## Begin

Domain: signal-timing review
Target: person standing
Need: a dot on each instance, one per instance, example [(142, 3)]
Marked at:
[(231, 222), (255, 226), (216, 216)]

## End

> [EXERCISE OBJECTIVE] Reproduce every line of the records above, requests included, and shift each coordinate in the marked answers by adding -46 to it. Leave the numbers in the requests and their sample points unchanged.

> [EXERCISE OUTPUT]
Domain: signal-timing review
Target: person standing
Need: a dot on each instance, one per instance, example [(142, 3)]
Marked at:
[(185, 176), (209, 180), (170, 170)]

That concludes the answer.